• **作业说明**: 改写下方列表中从含有“I'd be grateful if you could point out where the stone”的行开始、到含有“0, 0, 845, 174”的行结束的部分（首尾两行均包括在内），将“front tire”替换为“front wheel”，其余内容保持不变。输出中不含图片。

• **数据摘录**:

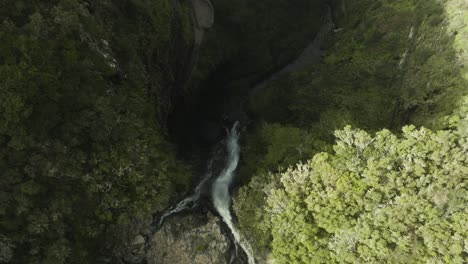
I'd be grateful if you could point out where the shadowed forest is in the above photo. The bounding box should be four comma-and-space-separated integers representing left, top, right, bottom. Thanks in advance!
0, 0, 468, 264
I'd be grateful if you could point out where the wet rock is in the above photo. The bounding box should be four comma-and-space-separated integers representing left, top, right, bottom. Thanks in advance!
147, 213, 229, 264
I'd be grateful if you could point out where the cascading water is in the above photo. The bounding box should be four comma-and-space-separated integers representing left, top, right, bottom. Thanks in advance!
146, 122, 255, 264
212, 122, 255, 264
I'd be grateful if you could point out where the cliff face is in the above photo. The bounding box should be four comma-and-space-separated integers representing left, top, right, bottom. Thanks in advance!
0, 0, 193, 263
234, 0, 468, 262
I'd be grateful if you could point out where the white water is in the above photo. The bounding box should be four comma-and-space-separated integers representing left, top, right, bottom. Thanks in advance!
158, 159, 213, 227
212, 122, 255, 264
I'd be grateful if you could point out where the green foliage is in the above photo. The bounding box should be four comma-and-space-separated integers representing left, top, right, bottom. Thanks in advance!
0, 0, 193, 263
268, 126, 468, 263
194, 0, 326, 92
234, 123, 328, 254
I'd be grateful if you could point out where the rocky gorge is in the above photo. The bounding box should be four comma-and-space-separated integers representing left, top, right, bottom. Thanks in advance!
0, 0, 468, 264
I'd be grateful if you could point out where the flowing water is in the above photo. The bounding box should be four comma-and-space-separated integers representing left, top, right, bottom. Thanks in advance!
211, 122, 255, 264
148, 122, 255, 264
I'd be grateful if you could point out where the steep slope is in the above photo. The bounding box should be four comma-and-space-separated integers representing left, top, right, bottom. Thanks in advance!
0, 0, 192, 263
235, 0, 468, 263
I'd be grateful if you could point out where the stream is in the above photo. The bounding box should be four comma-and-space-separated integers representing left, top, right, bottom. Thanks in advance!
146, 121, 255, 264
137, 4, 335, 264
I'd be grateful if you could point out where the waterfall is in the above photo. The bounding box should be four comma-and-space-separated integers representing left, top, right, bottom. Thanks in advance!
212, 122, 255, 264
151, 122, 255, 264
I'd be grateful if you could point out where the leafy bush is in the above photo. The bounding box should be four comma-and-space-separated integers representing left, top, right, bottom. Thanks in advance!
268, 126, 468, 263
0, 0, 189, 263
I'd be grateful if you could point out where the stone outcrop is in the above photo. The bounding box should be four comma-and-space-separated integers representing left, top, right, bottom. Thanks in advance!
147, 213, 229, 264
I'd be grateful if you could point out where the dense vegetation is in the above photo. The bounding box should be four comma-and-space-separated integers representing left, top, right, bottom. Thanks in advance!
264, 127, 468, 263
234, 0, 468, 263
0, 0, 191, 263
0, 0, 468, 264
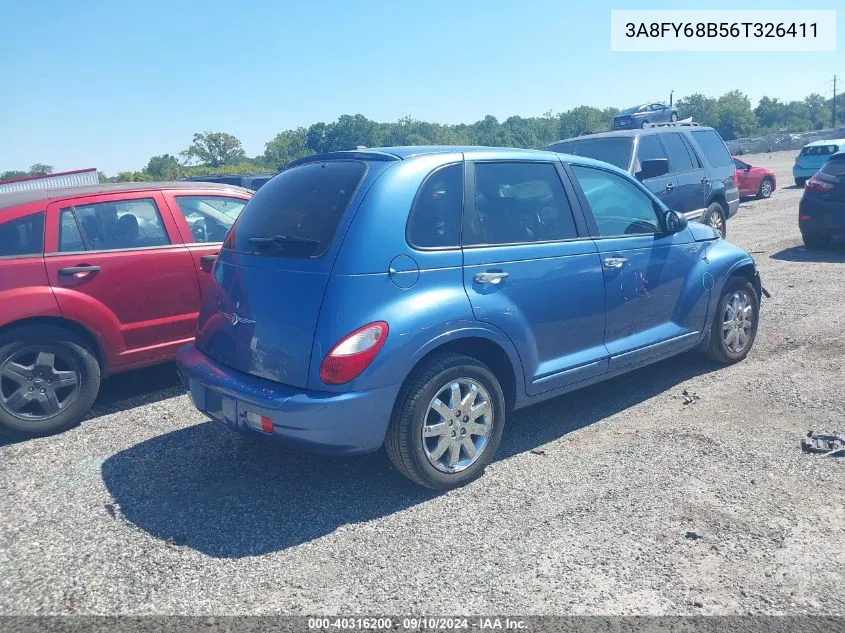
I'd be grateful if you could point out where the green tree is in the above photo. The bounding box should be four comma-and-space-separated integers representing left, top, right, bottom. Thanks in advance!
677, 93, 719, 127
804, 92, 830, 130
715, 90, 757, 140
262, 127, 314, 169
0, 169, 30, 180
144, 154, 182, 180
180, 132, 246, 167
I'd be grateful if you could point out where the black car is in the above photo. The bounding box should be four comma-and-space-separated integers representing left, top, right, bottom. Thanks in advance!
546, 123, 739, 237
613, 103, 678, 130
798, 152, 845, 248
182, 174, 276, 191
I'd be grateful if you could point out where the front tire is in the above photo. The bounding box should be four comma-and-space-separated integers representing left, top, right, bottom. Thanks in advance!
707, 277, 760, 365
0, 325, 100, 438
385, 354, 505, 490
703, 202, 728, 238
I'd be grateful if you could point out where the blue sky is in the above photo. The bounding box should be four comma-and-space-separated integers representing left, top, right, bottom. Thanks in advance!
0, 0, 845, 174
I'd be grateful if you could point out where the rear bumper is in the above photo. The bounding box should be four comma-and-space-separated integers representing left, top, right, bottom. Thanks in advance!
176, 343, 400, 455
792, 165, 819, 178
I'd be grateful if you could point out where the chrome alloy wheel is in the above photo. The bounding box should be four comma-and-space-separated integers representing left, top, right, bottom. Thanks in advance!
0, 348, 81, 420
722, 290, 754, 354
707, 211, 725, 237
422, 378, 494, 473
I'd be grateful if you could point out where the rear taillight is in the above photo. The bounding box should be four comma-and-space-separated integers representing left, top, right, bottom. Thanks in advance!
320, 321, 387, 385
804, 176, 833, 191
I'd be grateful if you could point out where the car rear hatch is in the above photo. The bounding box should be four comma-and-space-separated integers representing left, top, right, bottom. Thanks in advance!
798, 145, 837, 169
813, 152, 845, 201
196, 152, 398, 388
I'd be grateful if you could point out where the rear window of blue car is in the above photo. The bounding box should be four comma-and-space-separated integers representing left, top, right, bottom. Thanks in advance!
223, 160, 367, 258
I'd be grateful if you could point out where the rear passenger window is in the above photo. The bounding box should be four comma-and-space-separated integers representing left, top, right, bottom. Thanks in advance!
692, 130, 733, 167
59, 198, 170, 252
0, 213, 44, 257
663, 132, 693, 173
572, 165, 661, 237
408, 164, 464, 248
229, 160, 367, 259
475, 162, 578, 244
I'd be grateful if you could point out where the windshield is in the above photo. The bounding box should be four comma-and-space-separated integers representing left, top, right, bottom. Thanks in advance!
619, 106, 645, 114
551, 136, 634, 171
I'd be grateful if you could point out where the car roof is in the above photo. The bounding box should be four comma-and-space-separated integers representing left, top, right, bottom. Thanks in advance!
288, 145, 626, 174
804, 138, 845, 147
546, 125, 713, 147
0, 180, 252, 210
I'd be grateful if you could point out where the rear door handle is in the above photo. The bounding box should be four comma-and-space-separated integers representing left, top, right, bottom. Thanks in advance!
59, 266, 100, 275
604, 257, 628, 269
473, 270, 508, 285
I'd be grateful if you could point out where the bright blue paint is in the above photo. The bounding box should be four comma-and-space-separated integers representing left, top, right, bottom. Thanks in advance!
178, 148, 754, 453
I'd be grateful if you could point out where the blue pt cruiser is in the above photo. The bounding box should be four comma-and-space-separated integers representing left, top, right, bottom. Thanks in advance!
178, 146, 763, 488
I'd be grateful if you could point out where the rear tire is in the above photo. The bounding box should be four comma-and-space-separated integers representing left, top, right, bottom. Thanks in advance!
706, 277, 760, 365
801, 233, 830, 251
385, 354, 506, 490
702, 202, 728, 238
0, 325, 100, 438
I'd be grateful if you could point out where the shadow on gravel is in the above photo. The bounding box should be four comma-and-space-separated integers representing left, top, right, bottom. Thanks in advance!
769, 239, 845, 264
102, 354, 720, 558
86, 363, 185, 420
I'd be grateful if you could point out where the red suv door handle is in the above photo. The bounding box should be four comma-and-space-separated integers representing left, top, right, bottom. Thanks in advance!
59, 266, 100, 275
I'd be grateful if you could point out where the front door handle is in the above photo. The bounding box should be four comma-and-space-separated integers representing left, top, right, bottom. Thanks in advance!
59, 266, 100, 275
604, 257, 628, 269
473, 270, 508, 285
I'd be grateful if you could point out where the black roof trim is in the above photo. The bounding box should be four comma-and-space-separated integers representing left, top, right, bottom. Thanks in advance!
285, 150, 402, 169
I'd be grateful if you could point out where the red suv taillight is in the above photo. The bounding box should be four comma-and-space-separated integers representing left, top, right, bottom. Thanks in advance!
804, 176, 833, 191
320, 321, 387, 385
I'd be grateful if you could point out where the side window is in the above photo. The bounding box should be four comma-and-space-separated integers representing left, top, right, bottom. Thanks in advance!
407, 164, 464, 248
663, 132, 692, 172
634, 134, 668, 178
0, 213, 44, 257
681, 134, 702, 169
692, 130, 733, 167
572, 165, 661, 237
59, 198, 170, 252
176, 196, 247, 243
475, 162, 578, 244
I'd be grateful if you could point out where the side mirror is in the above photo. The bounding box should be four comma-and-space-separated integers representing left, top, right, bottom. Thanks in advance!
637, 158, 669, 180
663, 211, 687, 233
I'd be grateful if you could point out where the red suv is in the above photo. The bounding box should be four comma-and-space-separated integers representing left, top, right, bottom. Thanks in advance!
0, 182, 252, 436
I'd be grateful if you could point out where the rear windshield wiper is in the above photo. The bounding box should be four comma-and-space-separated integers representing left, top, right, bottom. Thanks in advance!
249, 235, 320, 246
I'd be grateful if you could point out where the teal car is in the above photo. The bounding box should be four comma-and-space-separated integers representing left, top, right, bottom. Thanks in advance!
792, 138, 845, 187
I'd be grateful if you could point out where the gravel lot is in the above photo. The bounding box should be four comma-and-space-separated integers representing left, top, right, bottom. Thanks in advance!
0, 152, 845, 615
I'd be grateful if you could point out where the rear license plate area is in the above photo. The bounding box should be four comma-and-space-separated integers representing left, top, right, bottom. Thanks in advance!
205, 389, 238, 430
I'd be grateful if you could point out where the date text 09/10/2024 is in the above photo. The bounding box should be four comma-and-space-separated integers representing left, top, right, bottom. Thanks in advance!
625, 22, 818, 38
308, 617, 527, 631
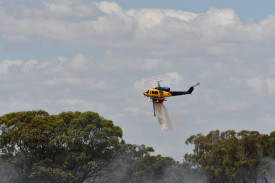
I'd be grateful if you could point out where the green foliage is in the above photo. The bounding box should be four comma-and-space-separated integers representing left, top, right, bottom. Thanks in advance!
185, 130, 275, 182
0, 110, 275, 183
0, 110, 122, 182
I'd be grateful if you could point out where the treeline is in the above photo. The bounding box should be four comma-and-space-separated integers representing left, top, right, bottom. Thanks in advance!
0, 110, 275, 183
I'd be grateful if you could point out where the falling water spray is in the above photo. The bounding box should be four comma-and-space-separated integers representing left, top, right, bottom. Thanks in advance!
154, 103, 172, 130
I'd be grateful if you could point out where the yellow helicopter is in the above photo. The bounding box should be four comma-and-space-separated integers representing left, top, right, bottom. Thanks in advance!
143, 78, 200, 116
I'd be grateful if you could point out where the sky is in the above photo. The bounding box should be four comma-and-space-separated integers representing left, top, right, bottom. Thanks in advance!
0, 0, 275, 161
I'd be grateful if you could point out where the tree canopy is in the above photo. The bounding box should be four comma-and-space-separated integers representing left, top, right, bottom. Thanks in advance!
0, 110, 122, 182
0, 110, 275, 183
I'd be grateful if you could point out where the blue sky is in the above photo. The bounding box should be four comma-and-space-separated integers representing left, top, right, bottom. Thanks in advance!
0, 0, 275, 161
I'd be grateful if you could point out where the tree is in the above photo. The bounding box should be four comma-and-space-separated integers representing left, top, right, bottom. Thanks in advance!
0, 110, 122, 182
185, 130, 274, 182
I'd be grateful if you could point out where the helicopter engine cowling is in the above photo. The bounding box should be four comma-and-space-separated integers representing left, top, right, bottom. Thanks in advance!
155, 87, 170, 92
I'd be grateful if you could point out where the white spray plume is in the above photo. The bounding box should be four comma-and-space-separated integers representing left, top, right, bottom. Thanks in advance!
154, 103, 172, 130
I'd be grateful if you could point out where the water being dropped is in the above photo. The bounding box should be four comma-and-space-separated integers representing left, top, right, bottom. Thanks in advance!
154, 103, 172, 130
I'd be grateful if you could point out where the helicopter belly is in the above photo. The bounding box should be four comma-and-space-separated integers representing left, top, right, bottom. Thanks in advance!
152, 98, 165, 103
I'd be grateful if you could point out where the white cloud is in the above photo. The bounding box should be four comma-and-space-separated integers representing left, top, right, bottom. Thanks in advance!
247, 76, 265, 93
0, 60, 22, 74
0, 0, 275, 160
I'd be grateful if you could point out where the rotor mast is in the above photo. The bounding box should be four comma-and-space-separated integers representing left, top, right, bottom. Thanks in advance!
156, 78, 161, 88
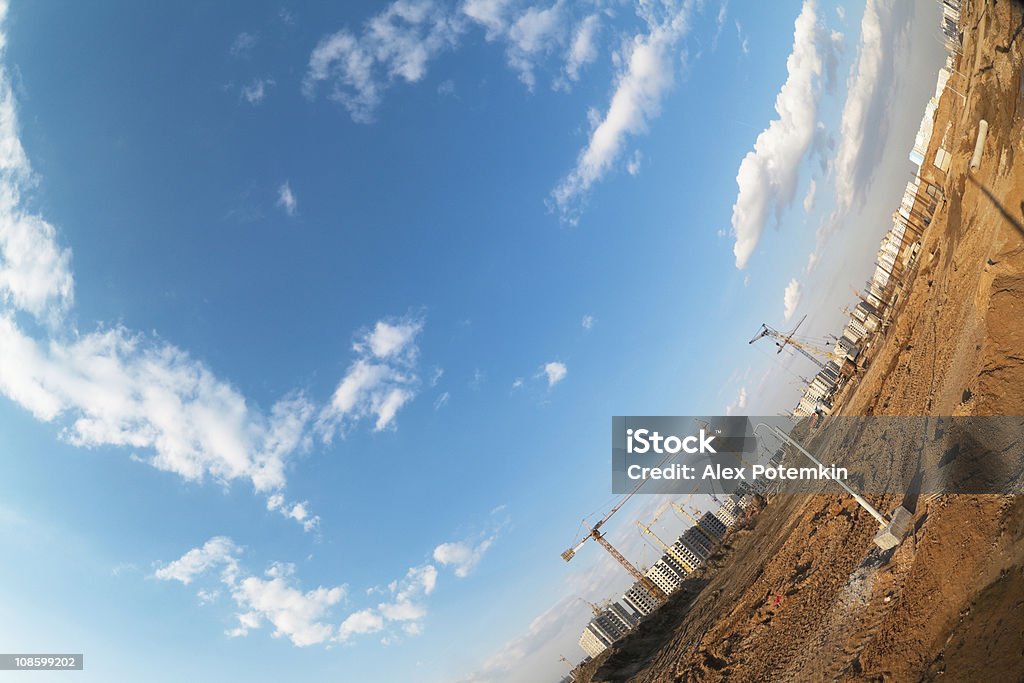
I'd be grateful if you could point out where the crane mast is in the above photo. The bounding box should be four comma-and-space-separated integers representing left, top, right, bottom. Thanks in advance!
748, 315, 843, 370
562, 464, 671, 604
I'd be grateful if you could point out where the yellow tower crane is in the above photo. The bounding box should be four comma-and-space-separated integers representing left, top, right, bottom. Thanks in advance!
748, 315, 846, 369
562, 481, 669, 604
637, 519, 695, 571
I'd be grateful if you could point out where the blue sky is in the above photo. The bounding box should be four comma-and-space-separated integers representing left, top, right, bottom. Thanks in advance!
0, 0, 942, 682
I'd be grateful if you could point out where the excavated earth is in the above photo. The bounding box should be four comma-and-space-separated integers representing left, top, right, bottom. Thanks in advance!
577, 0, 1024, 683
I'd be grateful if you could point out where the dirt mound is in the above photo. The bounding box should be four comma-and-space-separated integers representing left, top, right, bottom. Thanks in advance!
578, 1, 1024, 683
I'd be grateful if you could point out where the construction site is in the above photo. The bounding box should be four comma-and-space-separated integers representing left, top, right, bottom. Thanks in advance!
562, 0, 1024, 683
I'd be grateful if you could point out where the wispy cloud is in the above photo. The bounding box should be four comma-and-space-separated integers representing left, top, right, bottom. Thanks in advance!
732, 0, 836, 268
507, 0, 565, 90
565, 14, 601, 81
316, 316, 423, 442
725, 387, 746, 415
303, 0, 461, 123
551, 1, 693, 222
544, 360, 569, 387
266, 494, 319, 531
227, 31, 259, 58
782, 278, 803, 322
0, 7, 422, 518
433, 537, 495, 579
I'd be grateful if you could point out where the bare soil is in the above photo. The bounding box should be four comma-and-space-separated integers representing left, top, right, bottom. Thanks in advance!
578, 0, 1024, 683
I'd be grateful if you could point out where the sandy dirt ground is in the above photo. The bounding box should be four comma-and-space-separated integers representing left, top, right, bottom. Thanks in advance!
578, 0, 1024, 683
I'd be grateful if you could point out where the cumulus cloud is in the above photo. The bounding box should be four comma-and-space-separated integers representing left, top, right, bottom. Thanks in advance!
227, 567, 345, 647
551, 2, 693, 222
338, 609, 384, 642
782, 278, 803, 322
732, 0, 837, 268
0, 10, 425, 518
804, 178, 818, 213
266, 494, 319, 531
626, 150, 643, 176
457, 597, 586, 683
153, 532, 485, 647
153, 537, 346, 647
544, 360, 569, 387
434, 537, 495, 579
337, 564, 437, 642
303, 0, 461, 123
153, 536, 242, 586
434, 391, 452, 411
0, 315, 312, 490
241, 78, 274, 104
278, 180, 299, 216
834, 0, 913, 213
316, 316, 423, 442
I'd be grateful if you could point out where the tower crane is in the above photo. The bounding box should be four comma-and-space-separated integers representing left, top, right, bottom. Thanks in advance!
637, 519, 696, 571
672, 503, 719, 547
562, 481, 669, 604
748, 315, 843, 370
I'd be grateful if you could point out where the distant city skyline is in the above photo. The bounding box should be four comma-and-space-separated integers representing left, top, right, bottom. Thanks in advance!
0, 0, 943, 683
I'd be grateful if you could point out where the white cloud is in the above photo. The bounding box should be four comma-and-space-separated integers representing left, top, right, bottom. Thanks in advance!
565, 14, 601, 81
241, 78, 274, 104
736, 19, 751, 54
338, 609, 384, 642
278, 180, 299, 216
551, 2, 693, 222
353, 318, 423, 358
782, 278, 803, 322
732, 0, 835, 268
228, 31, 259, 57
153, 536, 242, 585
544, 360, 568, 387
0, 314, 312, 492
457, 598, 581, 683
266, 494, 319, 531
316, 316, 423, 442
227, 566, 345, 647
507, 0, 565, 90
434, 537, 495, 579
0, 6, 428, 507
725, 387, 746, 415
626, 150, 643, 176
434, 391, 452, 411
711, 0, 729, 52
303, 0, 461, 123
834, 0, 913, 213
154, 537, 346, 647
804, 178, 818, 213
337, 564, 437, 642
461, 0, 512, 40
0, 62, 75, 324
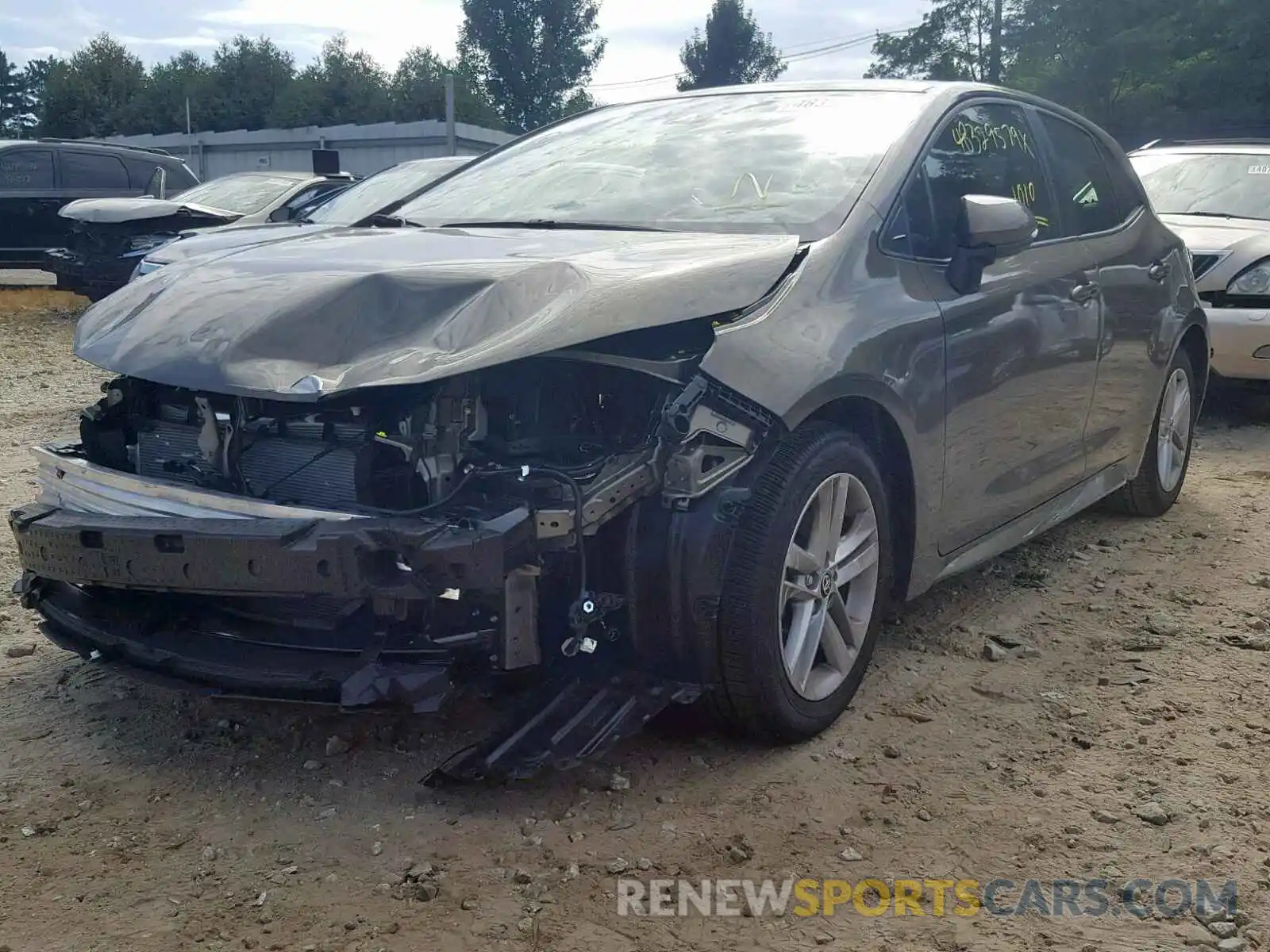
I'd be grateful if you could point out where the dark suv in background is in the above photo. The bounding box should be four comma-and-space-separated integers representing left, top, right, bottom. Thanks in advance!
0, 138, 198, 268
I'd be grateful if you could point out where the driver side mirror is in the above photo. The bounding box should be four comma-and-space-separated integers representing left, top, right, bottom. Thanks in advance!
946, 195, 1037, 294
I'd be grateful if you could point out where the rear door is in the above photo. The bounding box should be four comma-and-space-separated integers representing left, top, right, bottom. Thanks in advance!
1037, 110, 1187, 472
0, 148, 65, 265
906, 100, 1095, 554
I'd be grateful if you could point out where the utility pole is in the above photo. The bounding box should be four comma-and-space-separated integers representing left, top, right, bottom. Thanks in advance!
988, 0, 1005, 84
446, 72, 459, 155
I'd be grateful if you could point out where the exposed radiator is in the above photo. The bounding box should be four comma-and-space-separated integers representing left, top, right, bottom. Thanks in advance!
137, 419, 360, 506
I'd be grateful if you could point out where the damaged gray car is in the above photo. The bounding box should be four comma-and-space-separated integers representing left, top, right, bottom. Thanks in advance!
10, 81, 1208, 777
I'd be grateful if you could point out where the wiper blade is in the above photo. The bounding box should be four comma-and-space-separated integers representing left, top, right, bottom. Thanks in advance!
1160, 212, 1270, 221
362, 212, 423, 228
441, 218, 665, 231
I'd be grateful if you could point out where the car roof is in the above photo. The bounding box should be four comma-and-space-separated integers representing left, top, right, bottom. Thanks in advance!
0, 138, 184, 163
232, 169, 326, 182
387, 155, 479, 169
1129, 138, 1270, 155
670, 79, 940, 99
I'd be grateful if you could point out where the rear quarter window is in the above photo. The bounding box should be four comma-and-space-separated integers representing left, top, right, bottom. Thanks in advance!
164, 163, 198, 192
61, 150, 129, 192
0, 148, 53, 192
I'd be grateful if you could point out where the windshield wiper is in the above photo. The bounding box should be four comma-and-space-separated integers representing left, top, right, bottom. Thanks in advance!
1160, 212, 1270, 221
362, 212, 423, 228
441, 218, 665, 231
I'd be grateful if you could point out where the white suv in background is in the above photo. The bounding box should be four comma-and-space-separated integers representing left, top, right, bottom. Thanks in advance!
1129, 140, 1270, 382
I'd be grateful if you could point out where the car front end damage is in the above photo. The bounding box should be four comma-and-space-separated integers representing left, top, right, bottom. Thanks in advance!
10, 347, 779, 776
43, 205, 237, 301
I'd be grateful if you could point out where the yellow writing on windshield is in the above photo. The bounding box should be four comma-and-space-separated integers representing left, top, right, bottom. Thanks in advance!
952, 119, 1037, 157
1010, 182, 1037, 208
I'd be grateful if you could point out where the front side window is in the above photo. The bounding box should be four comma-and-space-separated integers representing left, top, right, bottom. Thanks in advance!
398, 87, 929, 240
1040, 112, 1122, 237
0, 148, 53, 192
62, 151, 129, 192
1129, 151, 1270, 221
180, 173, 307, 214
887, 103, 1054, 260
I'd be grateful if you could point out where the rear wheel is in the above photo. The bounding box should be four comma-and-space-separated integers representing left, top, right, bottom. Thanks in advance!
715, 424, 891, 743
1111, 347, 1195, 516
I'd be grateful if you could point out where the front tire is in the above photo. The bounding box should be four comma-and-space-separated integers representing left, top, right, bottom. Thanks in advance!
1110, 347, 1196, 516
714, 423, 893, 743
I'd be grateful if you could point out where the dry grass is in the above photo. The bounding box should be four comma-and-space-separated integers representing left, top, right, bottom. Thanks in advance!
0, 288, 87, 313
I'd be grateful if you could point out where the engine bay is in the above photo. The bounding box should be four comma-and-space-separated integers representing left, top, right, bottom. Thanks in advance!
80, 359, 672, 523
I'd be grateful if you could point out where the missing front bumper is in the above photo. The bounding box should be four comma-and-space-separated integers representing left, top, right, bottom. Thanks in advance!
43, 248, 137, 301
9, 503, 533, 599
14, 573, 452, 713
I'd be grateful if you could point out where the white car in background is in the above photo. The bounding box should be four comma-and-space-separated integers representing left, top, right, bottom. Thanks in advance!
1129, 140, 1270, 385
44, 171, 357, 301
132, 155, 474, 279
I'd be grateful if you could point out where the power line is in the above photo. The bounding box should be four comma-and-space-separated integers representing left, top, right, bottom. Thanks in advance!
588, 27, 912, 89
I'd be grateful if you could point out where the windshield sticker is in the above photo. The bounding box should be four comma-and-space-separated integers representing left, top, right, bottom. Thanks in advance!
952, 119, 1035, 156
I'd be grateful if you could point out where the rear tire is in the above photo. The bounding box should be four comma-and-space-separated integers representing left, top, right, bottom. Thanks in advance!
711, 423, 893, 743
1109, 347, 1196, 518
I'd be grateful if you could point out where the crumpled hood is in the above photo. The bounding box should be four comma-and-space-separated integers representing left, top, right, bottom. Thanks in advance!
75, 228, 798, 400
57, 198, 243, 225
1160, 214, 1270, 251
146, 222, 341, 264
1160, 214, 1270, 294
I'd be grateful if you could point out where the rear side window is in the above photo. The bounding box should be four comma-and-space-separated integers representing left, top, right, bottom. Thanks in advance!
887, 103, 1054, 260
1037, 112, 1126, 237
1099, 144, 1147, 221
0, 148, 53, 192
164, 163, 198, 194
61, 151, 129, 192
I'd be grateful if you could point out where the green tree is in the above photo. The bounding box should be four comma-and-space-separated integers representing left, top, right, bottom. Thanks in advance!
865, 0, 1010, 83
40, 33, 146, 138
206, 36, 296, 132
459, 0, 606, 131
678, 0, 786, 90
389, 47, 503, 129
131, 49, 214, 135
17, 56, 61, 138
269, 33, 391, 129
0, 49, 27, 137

• **任务结果**:
I'd be grateful if you could point out where the stone outcrop is in the above photo. The bounding box should be four comma-and-space-separated integers representing left, top, right, bottom. Thanks in advance!
147, 213, 229, 264
I'd be grateful if you could point out where the dense vegetation is in the above photo. The bounding box should be four comma-and-space-separated integers representing left, top, right, bottom. Thanks in advance!
264, 127, 468, 263
234, 0, 468, 263
0, 0, 191, 263
0, 0, 468, 264
I'd be grateful if you could point out where the green tree is in the above photo. The bounding box should be four comma-and-space-separated integers representing left, top, right, bottom. Thanks in advance!
677, 93, 719, 127
804, 92, 830, 130
715, 90, 757, 140
262, 127, 314, 169
0, 169, 30, 180
144, 154, 182, 180
180, 132, 246, 167
I'd be grateful if you could point out where the black car is in the above photo. The bounding box should be four comma-and-space-separated integers representing left, top, right, bottom. Thanks in advance!
546, 123, 739, 237
613, 103, 678, 130
798, 152, 845, 248
182, 174, 276, 191
I'd be grateful if you could point out where the front wheel is in the above photo. The bounding box should be four comma-and-space-separated integers representing left, top, right, bottom. Thanks in advance!
707, 277, 760, 365
0, 325, 100, 438
385, 354, 505, 490
703, 202, 728, 238
I'd be grateful if you could point out where the blue sky is in the above photo. The bounding box should be four comma-and-space-separated integers representing left, top, right, bottom. Thanks in advance!
0, 0, 845, 174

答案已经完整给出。